Task prompt.
Filter the records below for the word "rough". Copy each line that holds it.

Exercise data.
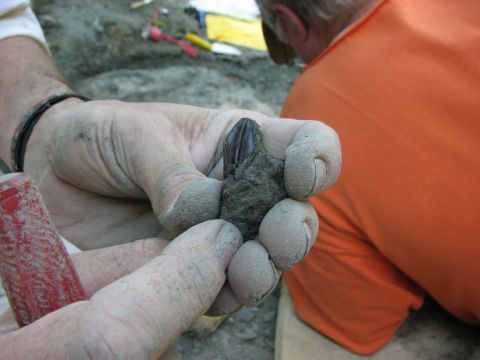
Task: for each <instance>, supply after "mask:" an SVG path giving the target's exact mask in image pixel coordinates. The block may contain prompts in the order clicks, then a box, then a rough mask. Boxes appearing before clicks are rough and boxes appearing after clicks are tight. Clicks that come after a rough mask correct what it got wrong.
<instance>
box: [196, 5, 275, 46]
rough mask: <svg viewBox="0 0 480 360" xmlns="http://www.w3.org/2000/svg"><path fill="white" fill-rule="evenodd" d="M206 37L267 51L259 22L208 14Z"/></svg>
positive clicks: (213, 39) (205, 23)
mask: <svg viewBox="0 0 480 360" xmlns="http://www.w3.org/2000/svg"><path fill="white" fill-rule="evenodd" d="M205 24H206V26H207V36H208V38H209V39H211V40H213V41H222V42H226V43H230V44H235V45H240V46H245V47H250V48H254V49H257V50H261V51H267V45H266V44H265V40H264V38H263V32H262V22H261V21H260V20H255V21H244V20H238V19H234V18H231V17H228V16H222V15H213V14H208V15H207V16H205Z"/></svg>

Exercise answer.
Task: for each <instance>, supply after "mask:" an SVG path giving the target's exact mask in image pixel coordinates. The block may contain prompts in the order clicks, then a box, then a rough mask. Boxes appearing before clicks are rough and boxes appearing after clicks are tight. Clicks that come after a rough mask correct what it got wrong.
rough mask: <svg viewBox="0 0 480 360" xmlns="http://www.w3.org/2000/svg"><path fill="white" fill-rule="evenodd" d="M206 37L267 51L259 22L208 14Z"/></svg>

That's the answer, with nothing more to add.